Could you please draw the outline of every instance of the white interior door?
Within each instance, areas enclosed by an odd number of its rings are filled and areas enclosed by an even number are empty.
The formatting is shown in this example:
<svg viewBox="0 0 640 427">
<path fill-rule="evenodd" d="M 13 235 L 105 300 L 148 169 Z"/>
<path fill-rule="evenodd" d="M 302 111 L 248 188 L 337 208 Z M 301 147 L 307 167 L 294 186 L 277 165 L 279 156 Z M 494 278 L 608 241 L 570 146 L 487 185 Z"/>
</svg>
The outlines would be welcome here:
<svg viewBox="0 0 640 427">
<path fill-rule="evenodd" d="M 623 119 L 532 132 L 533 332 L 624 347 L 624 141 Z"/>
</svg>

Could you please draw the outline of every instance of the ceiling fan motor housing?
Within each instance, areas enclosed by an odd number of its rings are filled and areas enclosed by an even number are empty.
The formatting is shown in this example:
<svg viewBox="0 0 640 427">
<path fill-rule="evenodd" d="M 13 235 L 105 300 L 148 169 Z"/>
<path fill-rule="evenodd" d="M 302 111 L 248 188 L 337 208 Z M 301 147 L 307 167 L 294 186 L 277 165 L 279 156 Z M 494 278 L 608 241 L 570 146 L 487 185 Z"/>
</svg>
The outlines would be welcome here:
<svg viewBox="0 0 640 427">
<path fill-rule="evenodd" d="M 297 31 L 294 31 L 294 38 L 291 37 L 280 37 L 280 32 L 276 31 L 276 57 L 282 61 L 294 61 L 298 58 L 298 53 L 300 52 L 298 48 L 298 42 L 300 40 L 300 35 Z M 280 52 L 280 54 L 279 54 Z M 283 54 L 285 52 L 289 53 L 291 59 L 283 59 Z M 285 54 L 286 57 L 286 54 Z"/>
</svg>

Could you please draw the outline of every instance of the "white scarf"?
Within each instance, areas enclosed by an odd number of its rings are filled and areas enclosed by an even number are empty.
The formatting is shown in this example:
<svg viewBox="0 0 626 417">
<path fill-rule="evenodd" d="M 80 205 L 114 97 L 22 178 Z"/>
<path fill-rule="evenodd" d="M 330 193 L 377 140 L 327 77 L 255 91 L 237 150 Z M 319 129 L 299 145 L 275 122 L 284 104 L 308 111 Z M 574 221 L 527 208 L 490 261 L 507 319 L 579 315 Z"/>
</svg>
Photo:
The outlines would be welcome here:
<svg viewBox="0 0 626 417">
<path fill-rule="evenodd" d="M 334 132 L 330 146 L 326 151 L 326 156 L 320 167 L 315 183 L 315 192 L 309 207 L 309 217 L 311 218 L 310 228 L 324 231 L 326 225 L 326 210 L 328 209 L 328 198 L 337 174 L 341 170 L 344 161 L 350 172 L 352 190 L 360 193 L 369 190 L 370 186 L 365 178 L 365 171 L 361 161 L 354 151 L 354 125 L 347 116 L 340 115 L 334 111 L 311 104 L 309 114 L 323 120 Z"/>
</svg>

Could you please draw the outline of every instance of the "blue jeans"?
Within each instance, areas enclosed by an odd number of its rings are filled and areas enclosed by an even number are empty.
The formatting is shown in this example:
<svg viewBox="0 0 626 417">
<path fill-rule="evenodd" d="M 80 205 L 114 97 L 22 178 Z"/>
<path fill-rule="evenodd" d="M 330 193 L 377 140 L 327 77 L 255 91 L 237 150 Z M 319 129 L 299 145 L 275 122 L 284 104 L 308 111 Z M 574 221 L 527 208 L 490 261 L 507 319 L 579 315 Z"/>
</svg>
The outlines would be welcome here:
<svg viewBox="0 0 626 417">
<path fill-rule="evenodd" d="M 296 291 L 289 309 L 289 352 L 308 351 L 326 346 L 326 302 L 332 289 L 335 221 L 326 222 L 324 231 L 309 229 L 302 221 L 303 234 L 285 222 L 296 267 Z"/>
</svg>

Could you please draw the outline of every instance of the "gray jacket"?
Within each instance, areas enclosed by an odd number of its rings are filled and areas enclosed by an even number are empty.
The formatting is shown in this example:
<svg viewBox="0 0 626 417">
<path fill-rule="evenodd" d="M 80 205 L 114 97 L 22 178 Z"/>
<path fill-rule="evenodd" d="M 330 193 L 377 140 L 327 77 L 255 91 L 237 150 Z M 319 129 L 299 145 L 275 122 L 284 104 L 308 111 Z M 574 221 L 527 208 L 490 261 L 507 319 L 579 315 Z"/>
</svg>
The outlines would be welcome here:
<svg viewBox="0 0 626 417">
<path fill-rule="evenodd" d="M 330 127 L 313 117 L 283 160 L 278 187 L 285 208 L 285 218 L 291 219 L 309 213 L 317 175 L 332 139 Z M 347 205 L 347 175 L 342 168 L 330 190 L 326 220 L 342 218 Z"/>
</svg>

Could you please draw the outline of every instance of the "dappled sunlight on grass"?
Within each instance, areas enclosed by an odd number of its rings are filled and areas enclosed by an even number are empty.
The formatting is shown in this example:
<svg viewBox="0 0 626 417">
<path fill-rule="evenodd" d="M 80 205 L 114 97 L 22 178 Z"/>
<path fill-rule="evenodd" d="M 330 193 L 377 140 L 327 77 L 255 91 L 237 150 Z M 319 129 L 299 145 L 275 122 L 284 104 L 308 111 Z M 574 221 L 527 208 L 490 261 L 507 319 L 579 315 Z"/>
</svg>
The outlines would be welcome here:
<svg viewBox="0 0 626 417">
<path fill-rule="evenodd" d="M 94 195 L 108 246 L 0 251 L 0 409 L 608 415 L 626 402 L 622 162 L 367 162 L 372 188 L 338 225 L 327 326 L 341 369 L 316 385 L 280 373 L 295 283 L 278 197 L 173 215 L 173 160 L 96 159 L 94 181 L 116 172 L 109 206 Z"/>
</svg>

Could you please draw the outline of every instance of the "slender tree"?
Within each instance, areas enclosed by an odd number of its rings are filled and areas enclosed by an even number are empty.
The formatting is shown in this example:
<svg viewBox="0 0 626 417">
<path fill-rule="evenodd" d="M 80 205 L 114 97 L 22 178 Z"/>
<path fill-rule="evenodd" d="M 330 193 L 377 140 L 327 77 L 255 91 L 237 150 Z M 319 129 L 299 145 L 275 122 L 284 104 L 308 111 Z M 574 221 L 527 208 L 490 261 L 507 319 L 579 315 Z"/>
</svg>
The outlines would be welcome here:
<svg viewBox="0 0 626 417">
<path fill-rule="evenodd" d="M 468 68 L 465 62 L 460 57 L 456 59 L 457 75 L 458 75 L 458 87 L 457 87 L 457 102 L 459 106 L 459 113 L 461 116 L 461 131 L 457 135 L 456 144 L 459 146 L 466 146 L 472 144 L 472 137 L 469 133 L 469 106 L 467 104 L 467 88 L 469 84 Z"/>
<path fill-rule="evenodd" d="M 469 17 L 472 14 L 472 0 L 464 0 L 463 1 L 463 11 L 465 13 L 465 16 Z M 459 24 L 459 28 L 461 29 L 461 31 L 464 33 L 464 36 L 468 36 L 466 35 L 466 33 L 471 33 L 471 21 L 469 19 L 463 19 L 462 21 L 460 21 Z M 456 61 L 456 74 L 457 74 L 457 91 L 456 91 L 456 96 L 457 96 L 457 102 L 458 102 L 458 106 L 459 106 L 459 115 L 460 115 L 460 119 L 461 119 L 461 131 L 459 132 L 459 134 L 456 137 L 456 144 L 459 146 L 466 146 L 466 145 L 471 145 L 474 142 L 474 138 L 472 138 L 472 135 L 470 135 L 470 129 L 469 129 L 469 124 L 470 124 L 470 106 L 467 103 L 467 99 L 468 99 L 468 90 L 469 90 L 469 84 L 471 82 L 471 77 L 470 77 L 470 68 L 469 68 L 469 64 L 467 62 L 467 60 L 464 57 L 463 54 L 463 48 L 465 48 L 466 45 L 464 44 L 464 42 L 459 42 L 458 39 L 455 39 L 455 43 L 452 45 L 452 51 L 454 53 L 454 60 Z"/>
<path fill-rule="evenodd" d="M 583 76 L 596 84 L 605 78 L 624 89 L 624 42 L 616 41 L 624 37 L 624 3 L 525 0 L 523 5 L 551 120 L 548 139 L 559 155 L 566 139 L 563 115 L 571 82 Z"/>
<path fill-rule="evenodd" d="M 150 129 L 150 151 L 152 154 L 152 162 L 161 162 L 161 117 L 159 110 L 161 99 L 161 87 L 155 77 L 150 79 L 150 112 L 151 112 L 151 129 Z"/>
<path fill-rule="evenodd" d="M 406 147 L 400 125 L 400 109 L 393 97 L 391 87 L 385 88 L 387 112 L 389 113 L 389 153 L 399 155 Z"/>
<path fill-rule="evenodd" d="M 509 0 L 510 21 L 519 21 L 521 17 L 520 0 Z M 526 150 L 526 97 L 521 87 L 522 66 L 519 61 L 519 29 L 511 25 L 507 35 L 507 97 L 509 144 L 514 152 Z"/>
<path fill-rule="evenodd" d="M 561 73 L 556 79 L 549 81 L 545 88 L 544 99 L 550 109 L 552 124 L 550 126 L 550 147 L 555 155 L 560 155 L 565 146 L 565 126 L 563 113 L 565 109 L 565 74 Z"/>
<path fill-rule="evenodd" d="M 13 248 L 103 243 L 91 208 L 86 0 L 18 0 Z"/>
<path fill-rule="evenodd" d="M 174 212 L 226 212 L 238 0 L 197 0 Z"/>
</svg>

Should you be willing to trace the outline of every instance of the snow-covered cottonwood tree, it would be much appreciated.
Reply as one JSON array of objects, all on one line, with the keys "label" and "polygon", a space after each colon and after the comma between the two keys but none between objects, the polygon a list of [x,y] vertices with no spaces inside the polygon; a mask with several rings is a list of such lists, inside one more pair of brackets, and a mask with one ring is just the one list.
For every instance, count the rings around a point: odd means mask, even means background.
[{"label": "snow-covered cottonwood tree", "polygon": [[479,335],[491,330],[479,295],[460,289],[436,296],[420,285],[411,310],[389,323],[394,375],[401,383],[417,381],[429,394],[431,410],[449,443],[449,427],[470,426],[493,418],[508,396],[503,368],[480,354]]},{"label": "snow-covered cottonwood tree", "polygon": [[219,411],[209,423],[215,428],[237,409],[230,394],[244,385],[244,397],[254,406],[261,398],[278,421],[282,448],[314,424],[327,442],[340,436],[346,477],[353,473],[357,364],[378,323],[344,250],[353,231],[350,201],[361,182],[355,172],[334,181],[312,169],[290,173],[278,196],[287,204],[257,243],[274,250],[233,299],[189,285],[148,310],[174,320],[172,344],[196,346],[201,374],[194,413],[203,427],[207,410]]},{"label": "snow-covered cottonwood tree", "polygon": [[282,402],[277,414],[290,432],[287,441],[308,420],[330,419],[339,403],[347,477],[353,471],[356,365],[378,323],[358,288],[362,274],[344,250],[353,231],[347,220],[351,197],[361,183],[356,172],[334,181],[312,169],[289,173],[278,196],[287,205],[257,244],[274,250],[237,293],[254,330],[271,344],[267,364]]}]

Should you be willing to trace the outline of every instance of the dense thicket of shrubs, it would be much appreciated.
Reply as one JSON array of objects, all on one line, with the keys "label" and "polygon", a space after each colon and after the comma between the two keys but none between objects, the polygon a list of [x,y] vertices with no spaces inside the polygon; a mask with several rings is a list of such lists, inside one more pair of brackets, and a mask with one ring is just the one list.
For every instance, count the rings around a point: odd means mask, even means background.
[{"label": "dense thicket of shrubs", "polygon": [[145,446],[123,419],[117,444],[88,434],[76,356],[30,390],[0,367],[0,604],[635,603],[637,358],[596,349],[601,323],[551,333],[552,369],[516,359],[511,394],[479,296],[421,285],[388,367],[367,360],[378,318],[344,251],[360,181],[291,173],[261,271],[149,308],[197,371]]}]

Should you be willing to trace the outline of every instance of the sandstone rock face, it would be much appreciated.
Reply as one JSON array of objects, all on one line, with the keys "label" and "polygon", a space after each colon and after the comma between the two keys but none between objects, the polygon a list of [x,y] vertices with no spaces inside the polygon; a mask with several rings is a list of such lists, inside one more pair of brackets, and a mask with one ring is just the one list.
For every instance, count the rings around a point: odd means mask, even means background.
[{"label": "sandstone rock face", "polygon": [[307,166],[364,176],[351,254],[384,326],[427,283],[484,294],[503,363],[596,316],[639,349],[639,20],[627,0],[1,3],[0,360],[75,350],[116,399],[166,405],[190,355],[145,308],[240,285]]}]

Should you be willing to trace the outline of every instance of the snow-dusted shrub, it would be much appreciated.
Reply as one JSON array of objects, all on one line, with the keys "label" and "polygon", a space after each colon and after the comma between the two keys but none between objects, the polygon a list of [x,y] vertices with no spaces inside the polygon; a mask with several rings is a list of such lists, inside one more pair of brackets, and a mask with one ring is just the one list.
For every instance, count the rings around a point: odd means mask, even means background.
################
* The problem:
Find out how many lines in the listing contain the string "willing". Give the number alone.

* Answer to this exercise:
4